(Problemas e tarefas):
1. Na matéria sobre o livro “Julia”, reescreva de forma mais curta o parágrafo que começa com “Escrito em 1949”, mantendo os fatos principais.
2. Dê continuidade à matéria sobre o livro “Julia”, começando logo depois da última frase.

(Trecho para leitura):
....................
Livro "1984" ganha versão feminista: “Divertido para fãs de Orwell"

Batizada de “Julia”, a obra acompanha a personagem título, amante de Winston Smith, sob a vigilância do Big Brother

Por Bianca Carneiro

01/07/2024 - 7:00 h
Autora do livro, Sandra Newman é professora de redação e literatura em duas universidades nos EUA
Autora do livro, Sandra Newman é professora de redação e literatura em duas universidades nos EUA -

Escrito em 1949, por George Orwell, “1984” é famoso por sua crítica feroz e atemporal ao totalitarismo. Não à toa, segue como um dos livros mais vendidos de todos os tempos, sendo frequentemente citado e servindo de inspiração para diversos produtos culturais.

Um dos mais recentes foi lançado no Brasil neste ano: trata-se de uma releitura declaradamente feminista do clássico. Batizada de “Julia”, a obra autorizada pelo espólio de Orwell, acompanha a personagem título, amante de Winston Smith, sob a vigilância do Big Brother.
....................
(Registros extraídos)
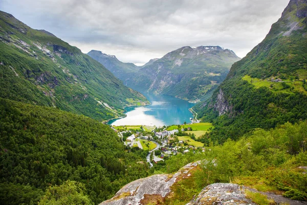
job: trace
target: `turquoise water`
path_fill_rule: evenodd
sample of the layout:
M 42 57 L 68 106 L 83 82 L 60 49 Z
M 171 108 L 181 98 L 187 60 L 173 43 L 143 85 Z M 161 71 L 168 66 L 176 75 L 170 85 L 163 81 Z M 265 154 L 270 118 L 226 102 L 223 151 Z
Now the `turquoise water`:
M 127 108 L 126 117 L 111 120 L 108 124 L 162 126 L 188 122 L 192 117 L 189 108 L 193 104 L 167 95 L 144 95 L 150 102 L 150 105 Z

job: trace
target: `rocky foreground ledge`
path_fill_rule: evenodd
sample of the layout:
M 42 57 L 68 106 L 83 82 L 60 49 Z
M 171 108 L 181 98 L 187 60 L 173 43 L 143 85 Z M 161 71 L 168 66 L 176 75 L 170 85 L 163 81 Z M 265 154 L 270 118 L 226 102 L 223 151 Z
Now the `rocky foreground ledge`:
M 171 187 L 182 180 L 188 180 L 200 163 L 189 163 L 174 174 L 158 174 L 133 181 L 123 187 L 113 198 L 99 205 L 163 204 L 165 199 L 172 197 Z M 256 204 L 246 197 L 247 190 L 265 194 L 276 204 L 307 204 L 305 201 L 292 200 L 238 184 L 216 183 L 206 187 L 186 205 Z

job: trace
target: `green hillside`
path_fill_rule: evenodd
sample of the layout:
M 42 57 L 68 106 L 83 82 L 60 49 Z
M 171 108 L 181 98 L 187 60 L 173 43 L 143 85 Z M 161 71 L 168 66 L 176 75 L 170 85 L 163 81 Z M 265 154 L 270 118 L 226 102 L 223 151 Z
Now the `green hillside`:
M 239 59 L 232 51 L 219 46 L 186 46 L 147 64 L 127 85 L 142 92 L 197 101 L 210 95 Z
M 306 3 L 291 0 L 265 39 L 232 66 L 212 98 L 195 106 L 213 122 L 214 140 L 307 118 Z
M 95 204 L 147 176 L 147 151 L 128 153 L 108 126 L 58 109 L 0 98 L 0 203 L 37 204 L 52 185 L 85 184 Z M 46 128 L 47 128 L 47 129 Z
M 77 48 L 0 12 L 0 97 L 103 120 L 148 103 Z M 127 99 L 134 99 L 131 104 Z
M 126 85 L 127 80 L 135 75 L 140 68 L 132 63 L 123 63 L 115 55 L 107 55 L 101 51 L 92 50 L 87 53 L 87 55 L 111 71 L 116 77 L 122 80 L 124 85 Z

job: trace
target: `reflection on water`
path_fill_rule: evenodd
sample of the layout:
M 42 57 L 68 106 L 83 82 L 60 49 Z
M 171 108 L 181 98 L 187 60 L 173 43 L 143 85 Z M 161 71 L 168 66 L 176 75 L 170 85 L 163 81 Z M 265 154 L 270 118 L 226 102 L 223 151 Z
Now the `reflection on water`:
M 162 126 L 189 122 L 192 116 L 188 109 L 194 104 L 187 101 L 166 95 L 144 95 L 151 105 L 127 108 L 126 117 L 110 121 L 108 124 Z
....................
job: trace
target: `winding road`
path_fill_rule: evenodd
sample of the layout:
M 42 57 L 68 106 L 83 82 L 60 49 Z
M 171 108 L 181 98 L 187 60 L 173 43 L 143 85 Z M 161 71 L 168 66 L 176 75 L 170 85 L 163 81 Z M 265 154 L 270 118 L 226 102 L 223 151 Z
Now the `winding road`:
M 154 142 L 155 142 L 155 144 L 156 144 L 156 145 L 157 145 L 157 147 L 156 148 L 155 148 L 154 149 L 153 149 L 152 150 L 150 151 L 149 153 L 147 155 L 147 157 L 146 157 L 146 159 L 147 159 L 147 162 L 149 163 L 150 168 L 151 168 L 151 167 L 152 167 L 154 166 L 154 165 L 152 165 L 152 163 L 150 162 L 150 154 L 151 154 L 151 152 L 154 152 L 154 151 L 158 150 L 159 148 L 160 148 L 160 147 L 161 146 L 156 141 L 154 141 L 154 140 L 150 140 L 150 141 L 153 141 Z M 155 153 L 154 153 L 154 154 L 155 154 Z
....................
(Respostas das tarefas):
1. “1984”, escrito por George Orwell em 1949, é conhecido pela crítica dura e atemporal ao totalitarismo. Continua entre os livros mais vendidos de todos os tempos, é citado com frequência e inspira vários produtos culturais.

2.
Assim como em 1984, a história se passa na cidade principal da Pista de Pouso Um, na Oceania. Os neologismos e as citações aos ministérios, aos Dois Minutos de Ódio e a guerra sem fim com a Eurásia (ou Lestásia?) também seguem, mas dessa vez, sob uma ótica diferente.

Em entrevista ao Portal A TARDE, a autora de Julia, Sandra Newman, contou que foi o próprio espólio de Orwell que a abordou para escrever o livro. Ela disse que teve total liberdade para fazer a sua versão. “Escrevi um primeiro capítulo e um esboço, que eles aprovaram, e depois anunciaram o projeto publicamente e me deixaram fazer o que quisesse. Tivemos muita sorte por eles terem ficado felizes com o resultado”.

Julia, por Sandra

Em 1984, o leitor pouco sabe sobre Julia. Em meio a uma passagem rápida e por vezes, reduzida ao sexo, a impressão é de que ela não é importante na jornada de Winston. A pouca profundidade é associada às acusações de que George Orwell era misógino e homofófico, as quais Sandra Newman, que é professora de redação e literatura em duas universidades nos EUA, concorda.

“É um fato que Orwell era homofóbico, e ele certamente teve momentos misóginos, mesmo que não seja particularmente incomum nesse aspecto para um homem do seu tempo. Não creio que isso seja o mais importante nele, mas também não é desinteressante lembrar que alguém pode ter uma mente brilhante e ainda assim ter pontos cegos importantes. Você não deve considerar qualquer pessoa como uma autoridade infalível cuja opinião sobre todos os assuntos é correta”, pondera a norte-americana.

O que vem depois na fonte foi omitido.